→ **Short problem**: Copy the rows below word for word, from the first line through the line that contains "16], [63, 16]]", both included.

→ **Information provided**:
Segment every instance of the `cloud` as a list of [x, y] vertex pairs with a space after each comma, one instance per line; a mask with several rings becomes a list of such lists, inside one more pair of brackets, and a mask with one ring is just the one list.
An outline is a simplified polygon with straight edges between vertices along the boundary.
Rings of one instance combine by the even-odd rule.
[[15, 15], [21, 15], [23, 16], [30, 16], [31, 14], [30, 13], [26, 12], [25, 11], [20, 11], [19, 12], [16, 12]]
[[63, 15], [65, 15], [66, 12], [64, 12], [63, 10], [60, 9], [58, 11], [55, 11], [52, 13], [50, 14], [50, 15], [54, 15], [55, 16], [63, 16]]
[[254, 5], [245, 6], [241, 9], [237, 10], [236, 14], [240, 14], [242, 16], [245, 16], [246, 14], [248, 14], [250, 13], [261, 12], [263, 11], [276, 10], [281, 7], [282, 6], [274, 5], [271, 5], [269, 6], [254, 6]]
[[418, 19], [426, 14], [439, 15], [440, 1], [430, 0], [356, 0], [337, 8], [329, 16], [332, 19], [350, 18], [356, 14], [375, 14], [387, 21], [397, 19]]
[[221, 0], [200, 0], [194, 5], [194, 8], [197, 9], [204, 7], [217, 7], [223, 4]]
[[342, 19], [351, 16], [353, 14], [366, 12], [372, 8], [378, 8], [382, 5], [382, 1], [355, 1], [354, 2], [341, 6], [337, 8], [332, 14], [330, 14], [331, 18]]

→ **Answer**:
Segment every instance of the `cloud` as a list of [x, y] vertex pairs with a space after each comma, one instance per line; a mask with several rings becomes a list of such lists, inside one more pair of brackets, and a mask with one ring is just the one list.
An outline is a simplified polygon with straight edges between vertices along the boundary.
Rings of one instance combine by the even-odd rule.
[[15, 15], [21, 15], [23, 16], [30, 16], [31, 14], [30, 13], [26, 12], [25, 11], [20, 11], [19, 12], [16, 12]]
[[63, 15], [65, 15], [66, 12], [64, 12], [63, 10], [60, 9], [58, 11], [55, 11], [52, 13], [50, 14], [50, 15], [54, 15], [55, 16], [63, 16]]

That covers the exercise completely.